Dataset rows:
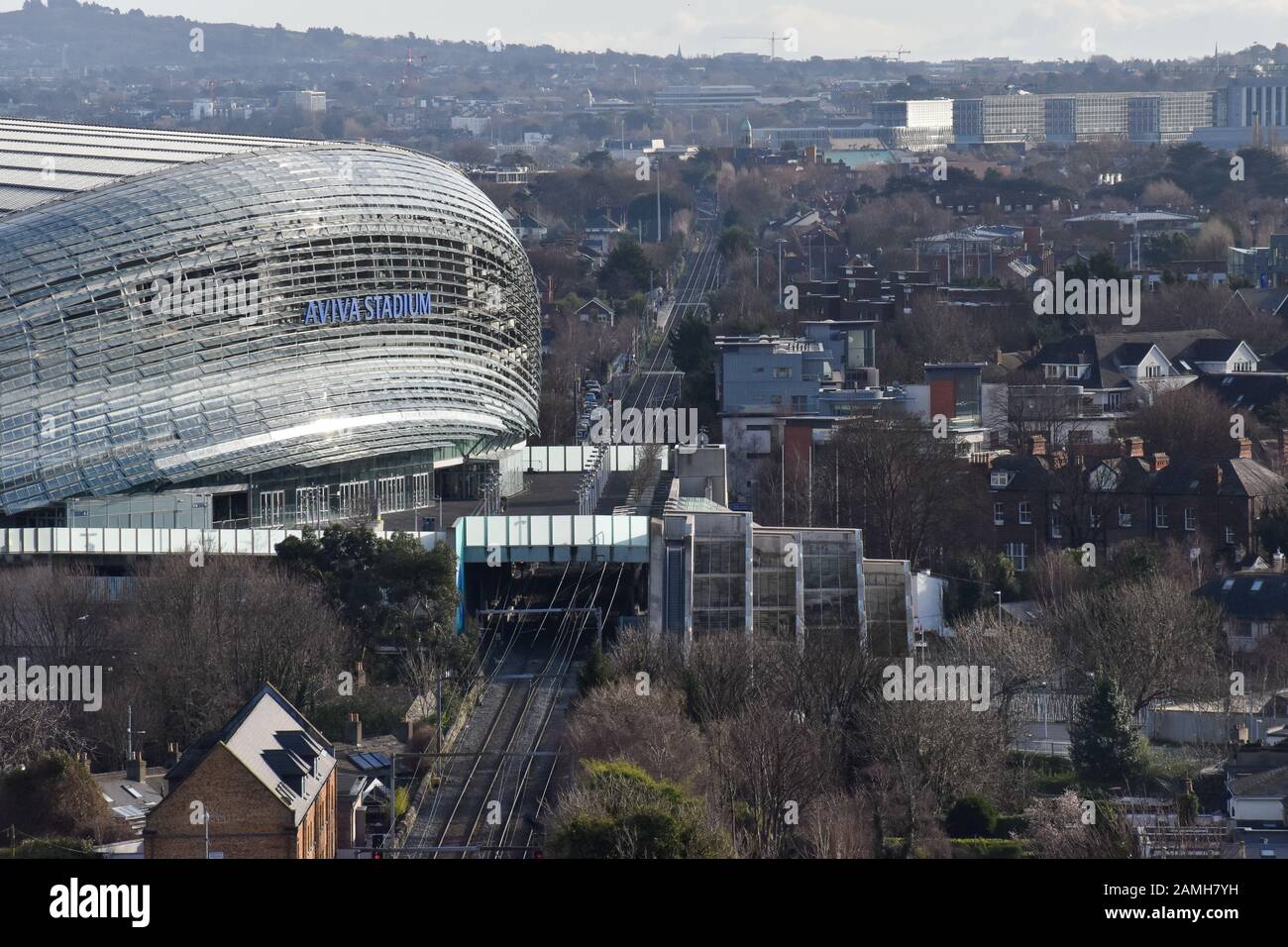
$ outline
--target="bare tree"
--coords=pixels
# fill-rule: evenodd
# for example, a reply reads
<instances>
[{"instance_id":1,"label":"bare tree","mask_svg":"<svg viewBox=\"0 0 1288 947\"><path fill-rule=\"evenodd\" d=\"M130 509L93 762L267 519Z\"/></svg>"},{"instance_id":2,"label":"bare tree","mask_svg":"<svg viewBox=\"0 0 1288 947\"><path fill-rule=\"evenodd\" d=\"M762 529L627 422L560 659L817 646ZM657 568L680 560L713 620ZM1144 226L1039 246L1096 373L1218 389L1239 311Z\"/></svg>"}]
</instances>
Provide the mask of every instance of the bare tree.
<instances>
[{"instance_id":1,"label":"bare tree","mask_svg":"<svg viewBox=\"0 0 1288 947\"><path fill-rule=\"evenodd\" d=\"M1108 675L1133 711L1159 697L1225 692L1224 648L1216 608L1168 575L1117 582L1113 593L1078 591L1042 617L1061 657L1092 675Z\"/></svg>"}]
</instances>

▶ _WHAT IS BEING ASKED_
Edit the rows above by replacing "Provide" with "Return", keeping everything else the same, and leave the pictures out of your version.

▶ _THE SOLUTION_
$ outline
--target="bare tree"
--coords=pixels
# fill-rule: evenodd
# for example, a reply reads
<instances>
[{"instance_id":1,"label":"bare tree","mask_svg":"<svg viewBox=\"0 0 1288 947\"><path fill-rule=\"evenodd\" d=\"M130 509L93 762L267 519Z\"/></svg>"},{"instance_id":2,"label":"bare tree","mask_svg":"<svg viewBox=\"0 0 1288 947\"><path fill-rule=\"evenodd\" d=\"M762 529L627 422L560 659L817 646ZM657 568L680 560L713 620ZM1144 226L1039 246L1096 373L1218 389L1239 311Z\"/></svg>"}]
</instances>
Return the mask of every instance of the bare tree.
<instances>
[{"instance_id":1,"label":"bare tree","mask_svg":"<svg viewBox=\"0 0 1288 947\"><path fill-rule=\"evenodd\" d=\"M1108 675L1133 711L1159 697L1225 692L1224 648L1216 608L1168 575L1117 582L1113 593L1078 591L1042 617L1061 657L1092 675Z\"/></svg>"}]
</instances>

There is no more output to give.